» **Task directions**: Set down exactly the lines that run from the line with "Could you please indicate the wooden counter" to the end of the data, and nothing else.

-- start Records provided --

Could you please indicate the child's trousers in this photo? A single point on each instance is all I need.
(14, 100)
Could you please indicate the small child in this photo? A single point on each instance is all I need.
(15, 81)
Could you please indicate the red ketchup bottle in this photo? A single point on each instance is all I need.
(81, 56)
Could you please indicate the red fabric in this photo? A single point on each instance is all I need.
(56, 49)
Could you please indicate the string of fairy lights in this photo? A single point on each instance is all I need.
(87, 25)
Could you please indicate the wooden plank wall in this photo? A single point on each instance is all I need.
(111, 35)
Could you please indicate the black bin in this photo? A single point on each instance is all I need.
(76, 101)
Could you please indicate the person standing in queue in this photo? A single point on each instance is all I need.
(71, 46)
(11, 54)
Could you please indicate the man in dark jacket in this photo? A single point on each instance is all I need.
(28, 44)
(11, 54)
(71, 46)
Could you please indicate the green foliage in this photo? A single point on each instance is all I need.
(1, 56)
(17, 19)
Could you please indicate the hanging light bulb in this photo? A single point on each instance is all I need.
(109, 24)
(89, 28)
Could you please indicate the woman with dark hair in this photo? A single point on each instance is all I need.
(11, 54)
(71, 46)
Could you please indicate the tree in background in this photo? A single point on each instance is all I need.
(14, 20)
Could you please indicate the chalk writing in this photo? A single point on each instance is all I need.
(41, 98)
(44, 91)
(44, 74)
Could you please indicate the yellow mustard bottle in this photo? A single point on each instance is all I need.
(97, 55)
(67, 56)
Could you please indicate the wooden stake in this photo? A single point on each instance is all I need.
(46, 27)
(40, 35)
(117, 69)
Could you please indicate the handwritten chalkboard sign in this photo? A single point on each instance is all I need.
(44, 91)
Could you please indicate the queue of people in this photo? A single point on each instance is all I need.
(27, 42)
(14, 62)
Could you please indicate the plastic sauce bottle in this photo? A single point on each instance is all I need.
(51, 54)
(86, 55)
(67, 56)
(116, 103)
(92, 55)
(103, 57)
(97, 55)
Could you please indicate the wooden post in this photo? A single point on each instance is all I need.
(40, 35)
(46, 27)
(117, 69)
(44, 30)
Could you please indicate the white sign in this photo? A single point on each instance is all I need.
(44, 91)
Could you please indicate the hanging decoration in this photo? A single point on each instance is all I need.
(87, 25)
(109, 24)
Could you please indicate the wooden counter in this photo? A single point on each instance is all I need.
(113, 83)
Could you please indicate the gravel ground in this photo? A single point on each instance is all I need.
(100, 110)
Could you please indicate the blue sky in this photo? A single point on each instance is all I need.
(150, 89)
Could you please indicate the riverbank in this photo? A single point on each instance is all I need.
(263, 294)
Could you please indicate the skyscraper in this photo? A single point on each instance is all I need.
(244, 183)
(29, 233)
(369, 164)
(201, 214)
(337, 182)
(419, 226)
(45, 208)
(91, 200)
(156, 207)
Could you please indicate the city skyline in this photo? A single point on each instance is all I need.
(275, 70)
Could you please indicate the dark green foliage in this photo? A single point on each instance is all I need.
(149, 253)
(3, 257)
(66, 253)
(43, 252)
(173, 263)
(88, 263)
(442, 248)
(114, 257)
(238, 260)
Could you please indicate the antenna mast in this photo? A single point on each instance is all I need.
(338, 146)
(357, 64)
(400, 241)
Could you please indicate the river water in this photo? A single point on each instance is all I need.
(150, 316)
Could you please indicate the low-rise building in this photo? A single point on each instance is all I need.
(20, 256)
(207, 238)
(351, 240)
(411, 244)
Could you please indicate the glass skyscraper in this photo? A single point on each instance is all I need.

-- end Records provided --

» **Final answer**:
Could you please indicate the wooden counter in this photo? A single point on each instance is all I need.
(113, 83)
Could you please indicate the gravel ground in this photo? A single point on each instance is all I need.
(100, 110)
Could you please indicate the blue sky in this photo? A single point on each instance is all I need.
(150, 89)
Could you please indicate the riverbank in this photo? A single point on each instance is all I need.
(263, 294)
Could you please indicate the skyscraper in this photo? A single point on each instance is all I need.
(244, 183)
(29, 233)
(369, 164)
(201, 214)
(337, 182)
(419, 226)
(45, 208)
(91, 200)
(156, 207)
Could you please indicate the city skyline in this photo? A single point on each instance is all I need.
(275, 70)
Could you please indicate the dark green foliage in this photo? A single point on each instance is all I need.
(149, 253)
(3, 257)
(66, 253)
(43, 252)
(173, 263)
(88, 263)
(442, 248)
(114, 257)
(238, 260)
Could you please indicate the antenna mast in this photo? A single point on each instance is all I need.
(338, 146)
(357, 64)
(400, 241)
Could you please indicate the river water in this photo? A single point on each instance is all I need.
(150, 316)
Could you please indicate the low-rise building in this photo? A single point on each instance is all I need.
(20, 256)
(207, 238)
(351, 240)
(411, 244)
Could you please indicate the glass skyscraper in this photo? A single point on each instance is all I need.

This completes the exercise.